Task brief — Please take the records that follow and repeat exactly the lines starting with the line with "# each pair looks like [[285, 353]]" and going on through the line with "# each pair looks like [[419, 85]]".

-- Opening Marker --

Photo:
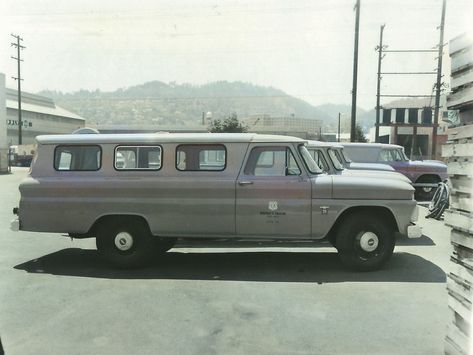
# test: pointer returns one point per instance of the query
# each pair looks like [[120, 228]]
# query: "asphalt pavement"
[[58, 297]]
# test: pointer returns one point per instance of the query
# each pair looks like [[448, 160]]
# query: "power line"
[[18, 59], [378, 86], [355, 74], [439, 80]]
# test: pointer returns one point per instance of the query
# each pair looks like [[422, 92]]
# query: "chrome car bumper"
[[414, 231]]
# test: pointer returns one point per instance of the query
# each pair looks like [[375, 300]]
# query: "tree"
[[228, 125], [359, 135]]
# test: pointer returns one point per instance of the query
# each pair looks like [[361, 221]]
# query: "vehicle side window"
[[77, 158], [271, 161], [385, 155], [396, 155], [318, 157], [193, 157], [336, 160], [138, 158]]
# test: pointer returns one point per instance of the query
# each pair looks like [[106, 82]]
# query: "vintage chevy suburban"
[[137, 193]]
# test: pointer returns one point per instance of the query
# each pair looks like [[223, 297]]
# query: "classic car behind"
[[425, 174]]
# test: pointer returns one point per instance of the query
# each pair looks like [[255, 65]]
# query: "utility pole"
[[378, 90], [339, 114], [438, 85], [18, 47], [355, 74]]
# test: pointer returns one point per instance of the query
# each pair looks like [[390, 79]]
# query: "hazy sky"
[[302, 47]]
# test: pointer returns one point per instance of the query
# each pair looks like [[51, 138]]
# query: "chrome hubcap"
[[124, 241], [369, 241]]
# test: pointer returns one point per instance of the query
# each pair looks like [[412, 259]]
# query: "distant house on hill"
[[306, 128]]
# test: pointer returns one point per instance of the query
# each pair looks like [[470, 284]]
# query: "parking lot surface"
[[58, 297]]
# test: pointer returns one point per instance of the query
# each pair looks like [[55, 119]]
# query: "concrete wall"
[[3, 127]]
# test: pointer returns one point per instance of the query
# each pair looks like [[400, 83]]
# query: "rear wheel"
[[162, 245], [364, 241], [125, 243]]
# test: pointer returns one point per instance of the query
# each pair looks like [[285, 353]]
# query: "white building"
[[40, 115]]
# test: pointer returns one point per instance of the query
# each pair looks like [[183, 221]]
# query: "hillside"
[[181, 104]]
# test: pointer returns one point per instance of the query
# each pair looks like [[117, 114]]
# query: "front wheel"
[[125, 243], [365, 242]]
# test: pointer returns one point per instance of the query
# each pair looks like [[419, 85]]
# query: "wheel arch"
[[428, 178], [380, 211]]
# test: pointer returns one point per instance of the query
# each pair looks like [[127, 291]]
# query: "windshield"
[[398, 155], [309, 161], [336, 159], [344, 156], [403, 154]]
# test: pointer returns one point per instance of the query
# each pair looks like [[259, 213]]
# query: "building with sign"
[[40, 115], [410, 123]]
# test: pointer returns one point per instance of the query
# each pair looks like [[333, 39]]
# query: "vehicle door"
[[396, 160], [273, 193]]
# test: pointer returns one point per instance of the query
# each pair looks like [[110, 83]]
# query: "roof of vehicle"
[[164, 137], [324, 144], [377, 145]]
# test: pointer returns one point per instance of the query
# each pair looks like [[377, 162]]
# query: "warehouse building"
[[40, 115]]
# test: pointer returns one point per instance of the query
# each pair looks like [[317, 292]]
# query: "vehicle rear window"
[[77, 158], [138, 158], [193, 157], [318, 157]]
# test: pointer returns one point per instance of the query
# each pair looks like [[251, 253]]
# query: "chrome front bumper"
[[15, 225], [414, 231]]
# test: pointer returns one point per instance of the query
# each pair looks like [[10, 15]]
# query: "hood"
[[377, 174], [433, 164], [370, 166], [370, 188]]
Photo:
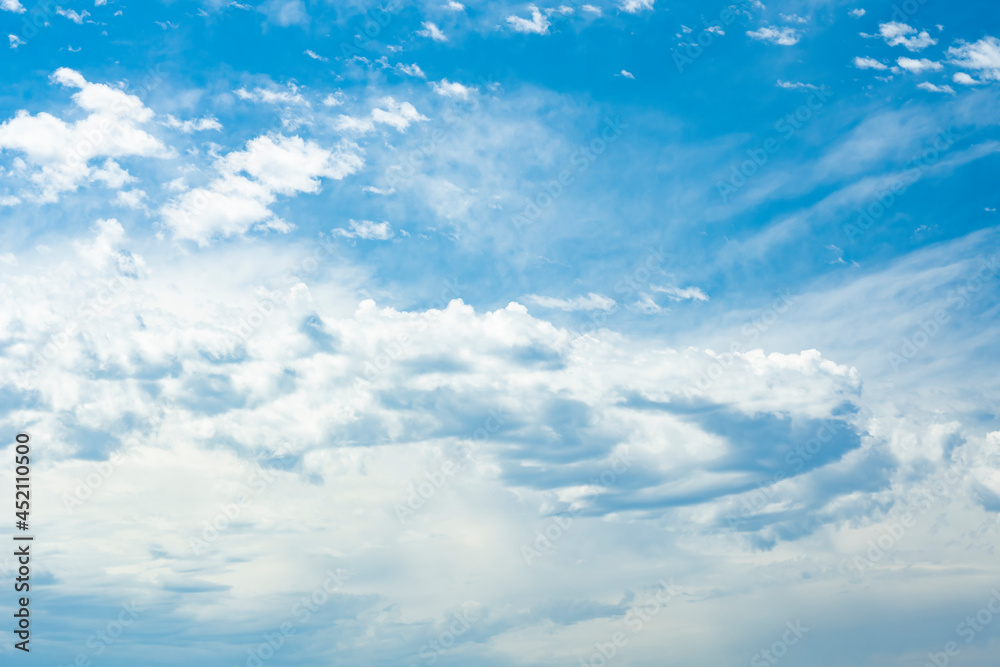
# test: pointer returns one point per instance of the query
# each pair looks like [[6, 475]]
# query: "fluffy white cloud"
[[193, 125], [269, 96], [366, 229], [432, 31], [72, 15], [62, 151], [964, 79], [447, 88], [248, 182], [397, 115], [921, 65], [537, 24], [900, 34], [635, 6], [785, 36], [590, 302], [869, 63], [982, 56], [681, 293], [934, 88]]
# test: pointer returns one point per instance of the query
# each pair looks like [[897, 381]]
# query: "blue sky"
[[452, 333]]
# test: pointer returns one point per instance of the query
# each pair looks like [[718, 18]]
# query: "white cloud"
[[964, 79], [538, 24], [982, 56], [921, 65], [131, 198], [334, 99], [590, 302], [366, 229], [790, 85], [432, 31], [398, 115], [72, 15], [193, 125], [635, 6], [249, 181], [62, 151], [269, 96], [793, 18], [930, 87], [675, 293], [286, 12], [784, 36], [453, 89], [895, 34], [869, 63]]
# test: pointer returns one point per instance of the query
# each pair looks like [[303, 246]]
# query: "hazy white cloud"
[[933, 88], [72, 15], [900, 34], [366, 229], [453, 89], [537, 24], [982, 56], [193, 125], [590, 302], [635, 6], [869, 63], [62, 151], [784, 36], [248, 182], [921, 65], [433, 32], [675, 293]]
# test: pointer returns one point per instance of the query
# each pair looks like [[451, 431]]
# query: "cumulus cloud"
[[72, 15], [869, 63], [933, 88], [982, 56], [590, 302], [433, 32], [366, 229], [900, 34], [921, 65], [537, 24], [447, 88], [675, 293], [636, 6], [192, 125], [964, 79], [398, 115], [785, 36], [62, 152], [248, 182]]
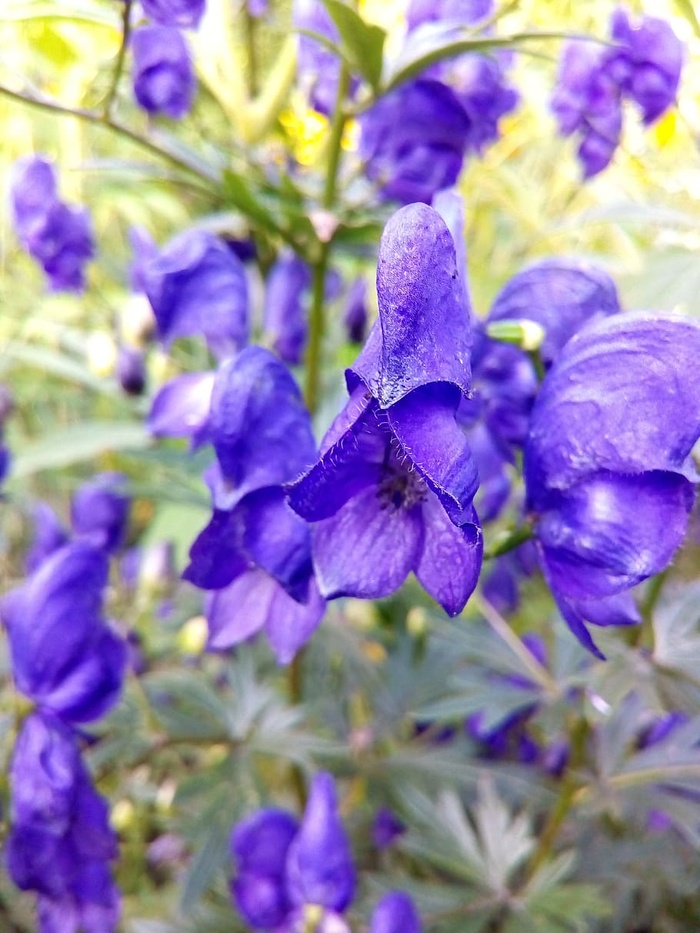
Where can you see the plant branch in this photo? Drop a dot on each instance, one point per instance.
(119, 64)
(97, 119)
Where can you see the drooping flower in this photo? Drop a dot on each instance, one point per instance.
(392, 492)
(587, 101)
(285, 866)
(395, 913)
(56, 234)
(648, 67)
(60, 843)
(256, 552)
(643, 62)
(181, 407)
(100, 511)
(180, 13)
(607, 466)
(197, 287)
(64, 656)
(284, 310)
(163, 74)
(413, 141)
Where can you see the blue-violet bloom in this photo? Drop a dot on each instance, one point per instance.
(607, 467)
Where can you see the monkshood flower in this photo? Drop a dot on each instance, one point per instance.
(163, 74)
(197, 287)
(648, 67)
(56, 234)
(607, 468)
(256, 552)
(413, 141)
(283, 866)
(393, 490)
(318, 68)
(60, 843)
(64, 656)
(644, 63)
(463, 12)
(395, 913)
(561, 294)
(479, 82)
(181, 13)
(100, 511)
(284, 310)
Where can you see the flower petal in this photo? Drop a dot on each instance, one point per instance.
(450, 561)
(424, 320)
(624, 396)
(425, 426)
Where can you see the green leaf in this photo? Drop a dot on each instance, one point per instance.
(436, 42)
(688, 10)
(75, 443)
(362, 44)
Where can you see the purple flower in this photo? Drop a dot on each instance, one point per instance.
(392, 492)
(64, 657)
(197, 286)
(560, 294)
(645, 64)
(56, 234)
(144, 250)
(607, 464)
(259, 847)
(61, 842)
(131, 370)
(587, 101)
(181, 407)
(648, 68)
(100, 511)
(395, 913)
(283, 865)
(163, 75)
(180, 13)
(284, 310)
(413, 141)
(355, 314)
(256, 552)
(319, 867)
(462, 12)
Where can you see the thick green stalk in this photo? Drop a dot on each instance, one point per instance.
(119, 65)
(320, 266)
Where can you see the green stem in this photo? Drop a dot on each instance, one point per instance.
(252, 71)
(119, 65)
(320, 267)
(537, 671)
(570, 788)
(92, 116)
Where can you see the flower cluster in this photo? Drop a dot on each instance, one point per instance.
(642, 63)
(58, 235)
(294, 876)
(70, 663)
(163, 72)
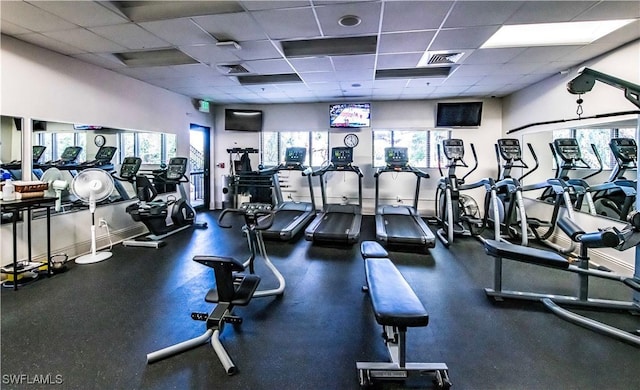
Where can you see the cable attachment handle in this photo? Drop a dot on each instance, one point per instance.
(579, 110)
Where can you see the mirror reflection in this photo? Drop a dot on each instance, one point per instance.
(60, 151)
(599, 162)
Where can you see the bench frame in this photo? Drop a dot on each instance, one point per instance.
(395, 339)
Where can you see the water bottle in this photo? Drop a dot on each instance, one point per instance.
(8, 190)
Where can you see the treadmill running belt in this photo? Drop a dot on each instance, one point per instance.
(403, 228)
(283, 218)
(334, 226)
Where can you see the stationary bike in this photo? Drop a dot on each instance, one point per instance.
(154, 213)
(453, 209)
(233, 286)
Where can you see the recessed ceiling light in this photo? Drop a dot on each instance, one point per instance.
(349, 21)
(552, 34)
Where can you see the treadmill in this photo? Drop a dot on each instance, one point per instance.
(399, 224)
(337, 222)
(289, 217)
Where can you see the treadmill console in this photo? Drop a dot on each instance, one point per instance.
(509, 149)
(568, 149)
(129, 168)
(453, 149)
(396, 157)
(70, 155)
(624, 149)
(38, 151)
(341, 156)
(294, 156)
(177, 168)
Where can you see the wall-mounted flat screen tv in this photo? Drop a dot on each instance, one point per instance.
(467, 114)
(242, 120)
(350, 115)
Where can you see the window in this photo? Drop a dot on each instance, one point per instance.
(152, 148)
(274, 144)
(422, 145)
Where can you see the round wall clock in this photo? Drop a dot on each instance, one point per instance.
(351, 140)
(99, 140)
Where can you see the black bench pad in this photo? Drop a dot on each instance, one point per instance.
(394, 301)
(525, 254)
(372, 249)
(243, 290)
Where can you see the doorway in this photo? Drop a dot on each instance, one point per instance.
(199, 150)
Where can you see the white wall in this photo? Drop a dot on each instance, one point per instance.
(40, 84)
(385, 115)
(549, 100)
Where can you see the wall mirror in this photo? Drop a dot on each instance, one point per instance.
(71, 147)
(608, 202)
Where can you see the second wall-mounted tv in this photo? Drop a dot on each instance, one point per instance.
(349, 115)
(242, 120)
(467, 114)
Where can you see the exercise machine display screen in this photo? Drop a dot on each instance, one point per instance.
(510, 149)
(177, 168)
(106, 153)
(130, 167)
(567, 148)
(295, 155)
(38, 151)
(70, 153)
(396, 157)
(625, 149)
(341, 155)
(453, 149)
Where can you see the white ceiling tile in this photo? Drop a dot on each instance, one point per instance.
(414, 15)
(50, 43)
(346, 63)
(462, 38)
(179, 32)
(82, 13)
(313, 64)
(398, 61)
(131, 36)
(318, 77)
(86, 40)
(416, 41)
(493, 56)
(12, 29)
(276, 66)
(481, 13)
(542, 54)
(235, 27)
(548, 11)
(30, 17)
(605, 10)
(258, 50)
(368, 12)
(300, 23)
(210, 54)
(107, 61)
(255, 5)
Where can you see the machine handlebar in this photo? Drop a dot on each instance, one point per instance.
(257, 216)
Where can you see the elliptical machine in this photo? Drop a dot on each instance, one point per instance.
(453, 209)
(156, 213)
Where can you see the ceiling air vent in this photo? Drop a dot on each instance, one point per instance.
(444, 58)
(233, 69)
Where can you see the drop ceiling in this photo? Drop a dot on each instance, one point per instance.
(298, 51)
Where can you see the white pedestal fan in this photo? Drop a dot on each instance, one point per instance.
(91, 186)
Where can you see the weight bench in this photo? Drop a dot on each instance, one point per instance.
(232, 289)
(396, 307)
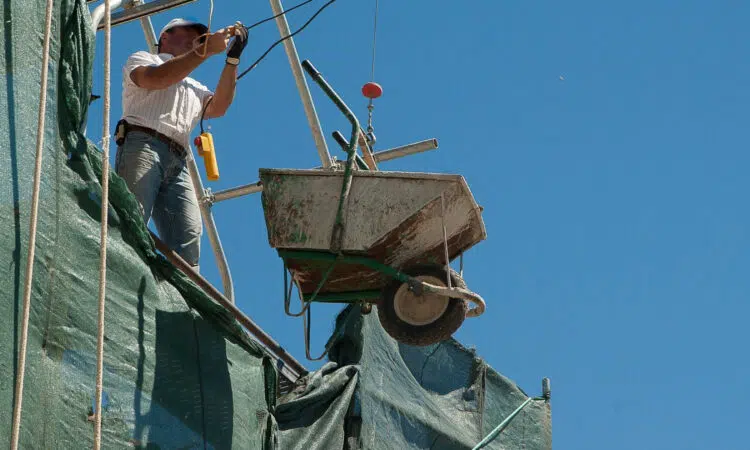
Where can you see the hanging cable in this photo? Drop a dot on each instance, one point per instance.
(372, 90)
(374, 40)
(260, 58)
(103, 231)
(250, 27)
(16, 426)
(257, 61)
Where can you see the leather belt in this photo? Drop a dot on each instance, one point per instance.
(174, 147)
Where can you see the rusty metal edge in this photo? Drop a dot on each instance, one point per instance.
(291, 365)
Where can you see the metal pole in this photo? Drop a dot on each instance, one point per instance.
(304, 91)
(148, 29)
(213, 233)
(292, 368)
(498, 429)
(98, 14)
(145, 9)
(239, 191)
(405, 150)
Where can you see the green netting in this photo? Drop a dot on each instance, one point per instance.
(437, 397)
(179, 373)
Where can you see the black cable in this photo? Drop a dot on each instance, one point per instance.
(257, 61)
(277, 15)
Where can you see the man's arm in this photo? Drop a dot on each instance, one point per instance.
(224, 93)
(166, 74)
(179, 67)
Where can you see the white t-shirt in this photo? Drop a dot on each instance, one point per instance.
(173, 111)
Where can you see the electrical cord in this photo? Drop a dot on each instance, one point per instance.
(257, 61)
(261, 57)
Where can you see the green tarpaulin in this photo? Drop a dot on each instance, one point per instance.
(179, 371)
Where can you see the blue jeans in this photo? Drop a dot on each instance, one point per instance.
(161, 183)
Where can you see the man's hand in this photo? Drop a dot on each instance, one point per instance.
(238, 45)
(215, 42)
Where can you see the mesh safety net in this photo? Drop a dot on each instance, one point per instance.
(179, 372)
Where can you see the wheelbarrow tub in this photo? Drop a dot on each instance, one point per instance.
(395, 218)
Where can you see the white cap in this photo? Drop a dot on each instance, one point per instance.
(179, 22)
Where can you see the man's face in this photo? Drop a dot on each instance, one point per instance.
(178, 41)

-- Closing Marker --

Result below —
# each pair looks like [[285, 353]]
# query: "white building"
[[40, 115]]
# test: pointer returns one point per instance of the query
# each pair looks like [[183, 221]]
# query: "hillside"
[[181, 104]]
# test: pointer returns one point per instance of the query
# each pair looks like [[117, 114]]
# query: "front wheel"
[[125, 243], [365, 242]]
# test: pointer returns one point per instance of the query
# each pair looks like [[419, 85]]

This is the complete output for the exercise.